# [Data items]
* Start *

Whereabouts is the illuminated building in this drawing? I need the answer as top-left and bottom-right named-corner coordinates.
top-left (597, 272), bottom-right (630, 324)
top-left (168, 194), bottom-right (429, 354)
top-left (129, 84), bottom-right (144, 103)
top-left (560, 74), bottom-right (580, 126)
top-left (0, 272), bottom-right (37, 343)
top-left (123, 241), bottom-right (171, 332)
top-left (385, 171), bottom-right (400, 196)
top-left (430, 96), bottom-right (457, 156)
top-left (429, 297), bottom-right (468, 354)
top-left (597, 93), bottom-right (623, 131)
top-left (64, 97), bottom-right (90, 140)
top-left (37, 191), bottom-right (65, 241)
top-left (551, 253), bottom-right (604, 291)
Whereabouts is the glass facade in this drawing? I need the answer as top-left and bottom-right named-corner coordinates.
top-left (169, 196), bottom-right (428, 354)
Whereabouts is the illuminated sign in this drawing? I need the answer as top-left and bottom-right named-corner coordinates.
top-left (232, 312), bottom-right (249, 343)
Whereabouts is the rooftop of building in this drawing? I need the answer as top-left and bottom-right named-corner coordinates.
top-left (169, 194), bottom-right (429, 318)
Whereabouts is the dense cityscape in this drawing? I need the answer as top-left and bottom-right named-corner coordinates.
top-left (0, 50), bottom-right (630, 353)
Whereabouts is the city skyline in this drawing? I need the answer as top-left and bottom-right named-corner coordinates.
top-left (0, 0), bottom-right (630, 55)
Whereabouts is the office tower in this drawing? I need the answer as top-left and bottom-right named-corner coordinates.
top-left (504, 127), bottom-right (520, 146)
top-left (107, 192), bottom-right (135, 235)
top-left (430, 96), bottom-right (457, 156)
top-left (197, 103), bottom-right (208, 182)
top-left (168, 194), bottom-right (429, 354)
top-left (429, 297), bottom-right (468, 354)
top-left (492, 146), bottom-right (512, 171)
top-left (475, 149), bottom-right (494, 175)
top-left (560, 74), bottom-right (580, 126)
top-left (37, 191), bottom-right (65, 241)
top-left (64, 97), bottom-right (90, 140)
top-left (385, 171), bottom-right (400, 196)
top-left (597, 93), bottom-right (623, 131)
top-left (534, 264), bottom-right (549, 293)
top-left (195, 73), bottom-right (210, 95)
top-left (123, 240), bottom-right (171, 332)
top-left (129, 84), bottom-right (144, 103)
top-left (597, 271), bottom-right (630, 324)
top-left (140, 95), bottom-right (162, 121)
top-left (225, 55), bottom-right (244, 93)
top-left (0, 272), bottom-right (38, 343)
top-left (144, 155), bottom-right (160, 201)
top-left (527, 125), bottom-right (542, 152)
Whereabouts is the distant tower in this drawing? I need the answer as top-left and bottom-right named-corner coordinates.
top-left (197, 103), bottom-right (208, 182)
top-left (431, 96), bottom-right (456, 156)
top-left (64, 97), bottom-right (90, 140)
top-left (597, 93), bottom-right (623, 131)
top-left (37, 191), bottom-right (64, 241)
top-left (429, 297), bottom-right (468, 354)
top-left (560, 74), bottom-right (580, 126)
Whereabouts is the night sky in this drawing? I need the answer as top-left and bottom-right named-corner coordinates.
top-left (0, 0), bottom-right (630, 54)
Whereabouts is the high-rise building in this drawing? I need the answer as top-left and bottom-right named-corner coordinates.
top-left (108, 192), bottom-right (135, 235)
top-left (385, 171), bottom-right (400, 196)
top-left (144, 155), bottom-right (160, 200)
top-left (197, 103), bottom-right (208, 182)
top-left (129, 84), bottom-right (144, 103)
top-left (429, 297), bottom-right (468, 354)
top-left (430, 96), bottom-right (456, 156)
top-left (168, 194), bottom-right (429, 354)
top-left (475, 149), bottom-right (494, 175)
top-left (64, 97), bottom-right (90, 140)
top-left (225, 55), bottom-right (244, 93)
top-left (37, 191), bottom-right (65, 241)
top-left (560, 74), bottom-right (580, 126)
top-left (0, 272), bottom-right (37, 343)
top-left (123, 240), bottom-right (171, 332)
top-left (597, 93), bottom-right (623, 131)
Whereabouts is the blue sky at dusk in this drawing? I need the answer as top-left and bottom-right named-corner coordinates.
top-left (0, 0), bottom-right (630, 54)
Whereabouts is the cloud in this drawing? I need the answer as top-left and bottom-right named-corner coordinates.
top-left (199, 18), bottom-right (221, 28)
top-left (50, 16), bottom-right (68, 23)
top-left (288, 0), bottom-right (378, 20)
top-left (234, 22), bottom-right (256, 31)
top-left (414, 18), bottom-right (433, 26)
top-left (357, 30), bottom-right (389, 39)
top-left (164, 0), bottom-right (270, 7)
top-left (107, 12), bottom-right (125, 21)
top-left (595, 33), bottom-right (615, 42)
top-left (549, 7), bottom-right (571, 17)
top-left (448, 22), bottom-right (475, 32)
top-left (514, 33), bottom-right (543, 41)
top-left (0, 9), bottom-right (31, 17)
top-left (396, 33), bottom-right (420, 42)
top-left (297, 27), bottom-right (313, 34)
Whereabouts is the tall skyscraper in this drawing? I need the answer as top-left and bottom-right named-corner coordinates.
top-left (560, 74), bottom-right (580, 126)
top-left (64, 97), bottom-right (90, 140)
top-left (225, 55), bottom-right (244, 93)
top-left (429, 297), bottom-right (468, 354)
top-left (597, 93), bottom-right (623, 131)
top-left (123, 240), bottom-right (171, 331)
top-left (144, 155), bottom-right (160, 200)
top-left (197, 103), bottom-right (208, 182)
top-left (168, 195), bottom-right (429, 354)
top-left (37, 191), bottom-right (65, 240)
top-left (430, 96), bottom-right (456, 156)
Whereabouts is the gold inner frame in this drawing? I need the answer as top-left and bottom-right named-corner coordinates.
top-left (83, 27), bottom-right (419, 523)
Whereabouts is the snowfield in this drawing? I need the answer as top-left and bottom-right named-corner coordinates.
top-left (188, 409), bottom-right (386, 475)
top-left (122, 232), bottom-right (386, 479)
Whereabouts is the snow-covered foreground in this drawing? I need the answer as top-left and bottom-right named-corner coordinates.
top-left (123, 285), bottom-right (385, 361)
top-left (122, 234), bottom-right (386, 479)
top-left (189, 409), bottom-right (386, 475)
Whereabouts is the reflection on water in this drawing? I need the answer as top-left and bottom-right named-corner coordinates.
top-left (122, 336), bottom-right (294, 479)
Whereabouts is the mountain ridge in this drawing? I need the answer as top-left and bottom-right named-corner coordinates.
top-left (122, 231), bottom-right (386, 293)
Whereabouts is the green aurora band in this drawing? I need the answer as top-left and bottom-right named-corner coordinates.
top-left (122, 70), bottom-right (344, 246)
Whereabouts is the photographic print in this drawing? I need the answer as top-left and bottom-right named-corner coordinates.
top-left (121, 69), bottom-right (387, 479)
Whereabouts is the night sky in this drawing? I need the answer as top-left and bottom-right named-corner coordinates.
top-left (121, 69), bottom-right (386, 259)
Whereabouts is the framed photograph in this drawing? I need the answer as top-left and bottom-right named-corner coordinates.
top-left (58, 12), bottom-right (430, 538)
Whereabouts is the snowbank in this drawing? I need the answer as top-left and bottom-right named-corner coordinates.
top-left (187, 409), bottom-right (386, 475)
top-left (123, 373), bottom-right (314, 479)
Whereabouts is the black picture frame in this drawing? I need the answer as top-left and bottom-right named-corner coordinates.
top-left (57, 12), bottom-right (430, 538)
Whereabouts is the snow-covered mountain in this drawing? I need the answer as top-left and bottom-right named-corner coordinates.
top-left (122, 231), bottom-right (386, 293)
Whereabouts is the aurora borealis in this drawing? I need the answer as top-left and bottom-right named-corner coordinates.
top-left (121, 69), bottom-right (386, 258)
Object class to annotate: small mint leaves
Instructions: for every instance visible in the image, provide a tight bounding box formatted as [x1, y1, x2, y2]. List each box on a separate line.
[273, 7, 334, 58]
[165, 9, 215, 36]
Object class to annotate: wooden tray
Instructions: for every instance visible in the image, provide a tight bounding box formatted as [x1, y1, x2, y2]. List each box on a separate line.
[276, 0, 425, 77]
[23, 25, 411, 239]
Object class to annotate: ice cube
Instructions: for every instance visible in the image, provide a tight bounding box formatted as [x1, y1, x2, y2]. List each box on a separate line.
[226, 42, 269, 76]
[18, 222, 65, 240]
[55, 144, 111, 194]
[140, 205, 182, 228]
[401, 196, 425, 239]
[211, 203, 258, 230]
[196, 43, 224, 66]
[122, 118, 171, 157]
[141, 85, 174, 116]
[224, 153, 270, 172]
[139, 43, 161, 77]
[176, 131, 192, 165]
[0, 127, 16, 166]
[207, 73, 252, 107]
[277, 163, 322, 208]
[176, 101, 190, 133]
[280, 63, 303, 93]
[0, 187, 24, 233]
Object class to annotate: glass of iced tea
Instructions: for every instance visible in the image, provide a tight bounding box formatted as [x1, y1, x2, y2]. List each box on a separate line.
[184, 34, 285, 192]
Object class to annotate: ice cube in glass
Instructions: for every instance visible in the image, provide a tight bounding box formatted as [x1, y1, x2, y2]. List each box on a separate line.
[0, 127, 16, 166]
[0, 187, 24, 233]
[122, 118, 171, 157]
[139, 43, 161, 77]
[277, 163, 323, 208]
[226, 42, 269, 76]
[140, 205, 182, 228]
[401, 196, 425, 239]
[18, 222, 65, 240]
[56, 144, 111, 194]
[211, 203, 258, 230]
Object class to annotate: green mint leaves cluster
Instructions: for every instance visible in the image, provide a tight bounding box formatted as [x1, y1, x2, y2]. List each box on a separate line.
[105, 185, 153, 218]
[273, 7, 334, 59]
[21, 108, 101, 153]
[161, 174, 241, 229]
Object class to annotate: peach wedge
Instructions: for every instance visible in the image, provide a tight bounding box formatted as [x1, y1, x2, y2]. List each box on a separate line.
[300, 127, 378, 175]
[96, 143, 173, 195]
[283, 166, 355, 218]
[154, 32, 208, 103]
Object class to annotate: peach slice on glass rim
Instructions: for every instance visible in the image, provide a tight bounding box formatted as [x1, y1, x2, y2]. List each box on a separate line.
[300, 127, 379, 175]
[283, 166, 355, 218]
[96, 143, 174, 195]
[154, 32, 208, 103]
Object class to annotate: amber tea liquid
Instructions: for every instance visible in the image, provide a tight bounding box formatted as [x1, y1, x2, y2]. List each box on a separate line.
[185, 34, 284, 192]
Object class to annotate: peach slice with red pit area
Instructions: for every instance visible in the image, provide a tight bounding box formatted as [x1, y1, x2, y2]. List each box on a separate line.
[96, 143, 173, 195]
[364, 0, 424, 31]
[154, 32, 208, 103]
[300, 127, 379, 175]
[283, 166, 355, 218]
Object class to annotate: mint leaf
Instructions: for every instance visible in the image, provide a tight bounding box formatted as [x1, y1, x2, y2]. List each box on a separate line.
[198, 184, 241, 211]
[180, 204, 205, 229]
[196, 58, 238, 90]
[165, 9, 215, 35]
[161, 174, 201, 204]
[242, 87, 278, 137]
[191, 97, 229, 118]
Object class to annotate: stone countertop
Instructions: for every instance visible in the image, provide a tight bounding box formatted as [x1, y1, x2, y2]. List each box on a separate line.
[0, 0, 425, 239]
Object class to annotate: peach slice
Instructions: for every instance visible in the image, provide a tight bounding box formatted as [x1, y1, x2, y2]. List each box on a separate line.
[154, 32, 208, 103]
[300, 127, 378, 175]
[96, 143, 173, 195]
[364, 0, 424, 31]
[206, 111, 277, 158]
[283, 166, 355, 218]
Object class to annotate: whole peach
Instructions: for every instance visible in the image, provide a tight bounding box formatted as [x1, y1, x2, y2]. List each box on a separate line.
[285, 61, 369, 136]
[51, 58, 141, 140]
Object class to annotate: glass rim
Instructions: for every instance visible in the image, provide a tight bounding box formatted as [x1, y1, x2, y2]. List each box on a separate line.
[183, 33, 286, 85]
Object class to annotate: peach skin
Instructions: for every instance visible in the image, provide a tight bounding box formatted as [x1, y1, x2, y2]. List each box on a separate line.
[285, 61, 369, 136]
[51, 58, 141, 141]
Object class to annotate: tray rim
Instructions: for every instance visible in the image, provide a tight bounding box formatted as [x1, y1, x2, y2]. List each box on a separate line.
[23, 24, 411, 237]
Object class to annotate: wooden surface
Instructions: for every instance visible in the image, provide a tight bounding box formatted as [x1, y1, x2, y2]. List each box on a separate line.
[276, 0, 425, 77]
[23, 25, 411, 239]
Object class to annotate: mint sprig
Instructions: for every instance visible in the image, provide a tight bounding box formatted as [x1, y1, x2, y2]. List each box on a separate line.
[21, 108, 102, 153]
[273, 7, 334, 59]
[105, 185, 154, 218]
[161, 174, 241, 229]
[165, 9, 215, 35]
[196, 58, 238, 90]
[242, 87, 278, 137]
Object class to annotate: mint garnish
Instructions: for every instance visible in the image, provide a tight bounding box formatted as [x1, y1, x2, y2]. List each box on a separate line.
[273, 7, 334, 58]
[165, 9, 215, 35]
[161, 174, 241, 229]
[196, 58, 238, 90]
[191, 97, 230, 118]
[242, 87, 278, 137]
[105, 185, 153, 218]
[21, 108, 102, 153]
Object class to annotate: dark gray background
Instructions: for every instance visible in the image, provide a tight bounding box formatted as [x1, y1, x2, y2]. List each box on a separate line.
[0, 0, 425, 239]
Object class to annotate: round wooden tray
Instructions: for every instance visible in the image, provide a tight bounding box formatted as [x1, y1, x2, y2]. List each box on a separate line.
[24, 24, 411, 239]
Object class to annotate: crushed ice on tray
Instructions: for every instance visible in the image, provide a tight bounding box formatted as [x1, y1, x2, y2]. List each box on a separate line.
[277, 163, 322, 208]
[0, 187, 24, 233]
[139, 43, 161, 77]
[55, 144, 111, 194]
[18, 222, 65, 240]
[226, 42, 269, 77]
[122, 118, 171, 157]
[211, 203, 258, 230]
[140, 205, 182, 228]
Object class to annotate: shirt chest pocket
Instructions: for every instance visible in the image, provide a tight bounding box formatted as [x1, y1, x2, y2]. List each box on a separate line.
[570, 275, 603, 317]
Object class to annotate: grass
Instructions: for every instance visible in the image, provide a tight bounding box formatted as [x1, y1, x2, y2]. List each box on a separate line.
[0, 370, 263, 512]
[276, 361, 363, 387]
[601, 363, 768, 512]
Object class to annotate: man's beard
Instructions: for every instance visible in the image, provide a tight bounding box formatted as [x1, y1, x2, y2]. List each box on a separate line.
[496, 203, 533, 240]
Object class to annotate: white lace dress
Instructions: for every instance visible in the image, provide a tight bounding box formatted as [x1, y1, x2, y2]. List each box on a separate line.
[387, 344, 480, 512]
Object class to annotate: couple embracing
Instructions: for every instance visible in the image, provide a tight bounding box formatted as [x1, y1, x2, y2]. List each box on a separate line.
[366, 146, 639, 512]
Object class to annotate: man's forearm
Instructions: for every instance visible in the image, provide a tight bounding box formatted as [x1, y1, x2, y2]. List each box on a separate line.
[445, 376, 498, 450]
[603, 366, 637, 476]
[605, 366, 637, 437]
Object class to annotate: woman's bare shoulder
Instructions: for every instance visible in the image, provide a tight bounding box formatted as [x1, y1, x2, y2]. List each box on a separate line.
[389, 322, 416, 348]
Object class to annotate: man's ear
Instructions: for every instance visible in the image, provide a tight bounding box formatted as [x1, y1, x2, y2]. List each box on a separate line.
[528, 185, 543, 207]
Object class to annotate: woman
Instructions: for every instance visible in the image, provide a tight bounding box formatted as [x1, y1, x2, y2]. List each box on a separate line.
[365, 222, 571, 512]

* End *

# [WRITTEN EXERCISE]
Echo the lines from the one containing "Whereabouts is the rooftop" through the one containing "top-left (527, 125), bottom-right (542, 152)", both included.

# [TASK SOLUTION]
Whereabouts is the rooftop of building in this drawing? I need the answer as top-left and bottom-right named-corner coordinates.
top-left (169, 194), bottom-right (429, 318)
Whereabouts is the dense cityscape in this drawing? I need the answer as top-left and bottom-right named-corner coordinates.
top-left (0, 50), bottom-right (630, 353)
Whereabouts is the city skyline in this drawing? I need the answer as top-left and bottom-right named-corner coordinates.
top-left (0, 0), bottom-right (630, 55)
Whereabouts is the office tower in this drawing? I need the answer as top-left and bottom-right named-corner coordinates.
top-left (504, 127), bottom-right (520, 146)
top-left (107, 192), bottom-right (135, 235)
top-left (430, 96), bottom-right (457, 156)
top-left (197, 103), bottom-right (208, 182)
top-left (168, 194), bottom-right (429, 354)
top-left (429, 297), bottom-right (468, 354)
top-left (492, 146), bottom-right (512, 171)
top-left (475, 149), bottom-right (494, 175)
top-left (560, 74), bottom-right (580, 126)
top-left (37, 191), bottom-right (65, 241)
top-left (64, 97), bottom-right (90, 140)
top-left (385, 171), bottom-right (400, 196)
top-left (597, 93), bottom-right (623, 131)
top-left (534, 264), bottom-right (549, 293)
top-left (195, 73), bottom-right (210, 95)
top-left (123, 240), bottom-right (171, 332)
top-left (129, 84), bottom-right (144, 103)
top-left (597, 271), bottom-right (630, 324)
top-left (140, 95), bottom-right (162, 121)
top-left (225, 55), bottom-right (244, 93)
top-left (0, 272), bottom-right (38, 343)
top-left (144, 155), bottom-right (160, 201)
top-left (527, 125), bottom-right (542, 152)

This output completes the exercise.